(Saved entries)

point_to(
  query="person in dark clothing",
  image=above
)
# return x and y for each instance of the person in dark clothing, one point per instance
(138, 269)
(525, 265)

• [HOW TO COMPLETE THIS TASK]
Word for word, restate all of the records.

• [RESULT BELOW]
point_to(
  query="person in dark clothing",
  image=above
)
# return x and y for each instance of the person in dark clothing, one point per instance
(138, 269)
(525, 265)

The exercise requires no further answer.